■ **DOCUMENT SECTION**:

Traversing Ball Mountain Dam on the West River in southeastern Vermont is a serious workout. Carrying a canoe or kayak doubles the fun. Starting at a parking area below the massive dirt and gravel gravity dam, paddlers load boats on their shoulders and ascend abruptly for several hundred feet to the top. The climb is not the end of the exertion. The descent approximates a thousand feet to a pool formed by water gushing from the bottom of the dam creating challenging whitewater below. Intrepid boaters negotiate narrow switchbacks carrying their heavy burdens down to the first rapid, Initiation.
The advantage of this prodigious effort is essentially two rapids as Jamaica State Park provides a shuttle for the remainder of the three mile Class III section of whitewater. Yet scores of boaters make that arduous choice. Why?
My first West River fall dam release event was exactly 30 years ago. A frosty weekend in a mountainous environment, several times I stood in long lines waiting for the park shuttle vehicle. On each occasion jostling for position with scores of frozen paddlers, the ordeal culminated in a blustery open truck ride. Having never met a line I liked, I resolved not to return.

■ **RECORD LIST**:
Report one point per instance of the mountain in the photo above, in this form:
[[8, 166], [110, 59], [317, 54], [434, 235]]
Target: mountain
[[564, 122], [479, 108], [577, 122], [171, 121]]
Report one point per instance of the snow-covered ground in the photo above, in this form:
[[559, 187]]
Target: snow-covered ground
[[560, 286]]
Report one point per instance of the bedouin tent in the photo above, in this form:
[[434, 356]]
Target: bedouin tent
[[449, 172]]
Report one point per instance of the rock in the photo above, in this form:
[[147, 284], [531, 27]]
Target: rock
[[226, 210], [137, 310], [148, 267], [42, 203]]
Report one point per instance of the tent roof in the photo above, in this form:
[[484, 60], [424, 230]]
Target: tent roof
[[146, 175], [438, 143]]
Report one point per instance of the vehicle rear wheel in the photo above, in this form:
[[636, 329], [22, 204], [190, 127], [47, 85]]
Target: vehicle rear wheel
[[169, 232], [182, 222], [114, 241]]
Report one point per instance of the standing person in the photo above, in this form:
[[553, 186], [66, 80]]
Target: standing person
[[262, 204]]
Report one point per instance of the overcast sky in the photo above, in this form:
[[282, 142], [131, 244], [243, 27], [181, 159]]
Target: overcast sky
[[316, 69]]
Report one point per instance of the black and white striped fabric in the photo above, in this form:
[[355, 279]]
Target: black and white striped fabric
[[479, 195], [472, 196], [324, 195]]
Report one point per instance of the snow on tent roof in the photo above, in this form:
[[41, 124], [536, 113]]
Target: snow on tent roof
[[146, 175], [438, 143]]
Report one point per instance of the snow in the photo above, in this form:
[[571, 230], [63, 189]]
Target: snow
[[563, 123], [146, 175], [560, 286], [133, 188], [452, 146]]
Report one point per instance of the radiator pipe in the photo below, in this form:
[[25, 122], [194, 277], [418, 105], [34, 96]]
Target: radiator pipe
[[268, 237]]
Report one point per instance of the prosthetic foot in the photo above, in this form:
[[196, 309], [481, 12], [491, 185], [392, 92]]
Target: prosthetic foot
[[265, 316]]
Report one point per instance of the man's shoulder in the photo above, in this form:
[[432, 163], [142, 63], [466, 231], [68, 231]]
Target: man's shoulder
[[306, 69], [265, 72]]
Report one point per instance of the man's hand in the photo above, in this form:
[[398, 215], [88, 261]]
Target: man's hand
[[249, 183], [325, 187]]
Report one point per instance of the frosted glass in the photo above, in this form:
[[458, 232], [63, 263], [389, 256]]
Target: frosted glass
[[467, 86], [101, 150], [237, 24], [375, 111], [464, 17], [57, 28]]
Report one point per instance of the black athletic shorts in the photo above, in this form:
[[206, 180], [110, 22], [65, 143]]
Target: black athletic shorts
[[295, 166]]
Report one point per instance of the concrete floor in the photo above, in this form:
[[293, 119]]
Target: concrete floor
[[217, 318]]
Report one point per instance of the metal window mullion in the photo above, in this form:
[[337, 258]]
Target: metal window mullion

■ **INSTRUCTION 1**: In the West River passage, what is the name of the first rapid?
■ **INSTRUCTION 2**: In the West River passage, substitute "bus" for "shuttle" in the part from "The advantage of" up to and including "not to return.".
■ **INSTRUCTION 3**: Carry the West River passage on from the point where it stops.
The entries have nothing to do with this.

■ **FINAL ANSWER 1**: Initiation

■ **FINAL ANSWER 2**:
The advantage of this prodigious effort is essentially two rapids as Jamaica State Park provides a bus for the remainder of the three mile Class III section of whitewater. Yet scores of boaters make that arduous choice. Why?
My first West River fall dam release event was exactly 30 years ago. A frosty weekend in a mountainous environment, several times I stood in long lines waiting for the park bus vehicle. On each occasion jostling for position with scores of frozen paddlers, the ordeal culminated in a blustery open truck ride. Having never met a line I liked, I resolved not to return.

■ **FINAL ANSWER 3**:
For many years, I remained true to that resolution. Encouraged by my friend Ryan who promised an option to the shuttle that offered a better paddling experience, I relented. The alternative was the portage over Ball Mountain Dam. As a result, an autumn West River excursion has become an almost annual pilgrimage for me and many other Maine Chowderheads with the Penobscot Paddle and Chowder Society.
Reserving a campsite at Jamaica State Park substantially enhances the adventure providing boaters access to two separate river runs; the upper Class III and the lower Class II. Truly hardy river rats can walk from their tents to stand endlessly in line for the park shuttle. My preference, drive to the dam. The park also offers several hiking trails and a former railroad bed follows the upper West providing running, walking and biking opportunities. During release weekend, vendors sell boats and whitewater gear. In short, it’s a celebration of an outdoor paradise.
This year, my friend Jean reserved a deluxe campsite for eight adjacent to the river that included a lean-to, space for several tents, and a large picnic table. Since most of us were retired, Team Crotchety seemed an accurate appellation. About a dozen younger noisier Chowderheads were appropriately located on the other side of the campground.
On the first day of the release, eight of us were up early on a sunny morning for the strenuous trek over the dam. Ahead of the crowd, only a handful of paddlers enthusiastically gathered in the calm water above Initiation Rapid. While not complex, Initiation is the steepest longest falls on the river. Swiftly tumbling through a confusing maze of barely submerged boulders and boat flipping holes, everyone had a successful venture.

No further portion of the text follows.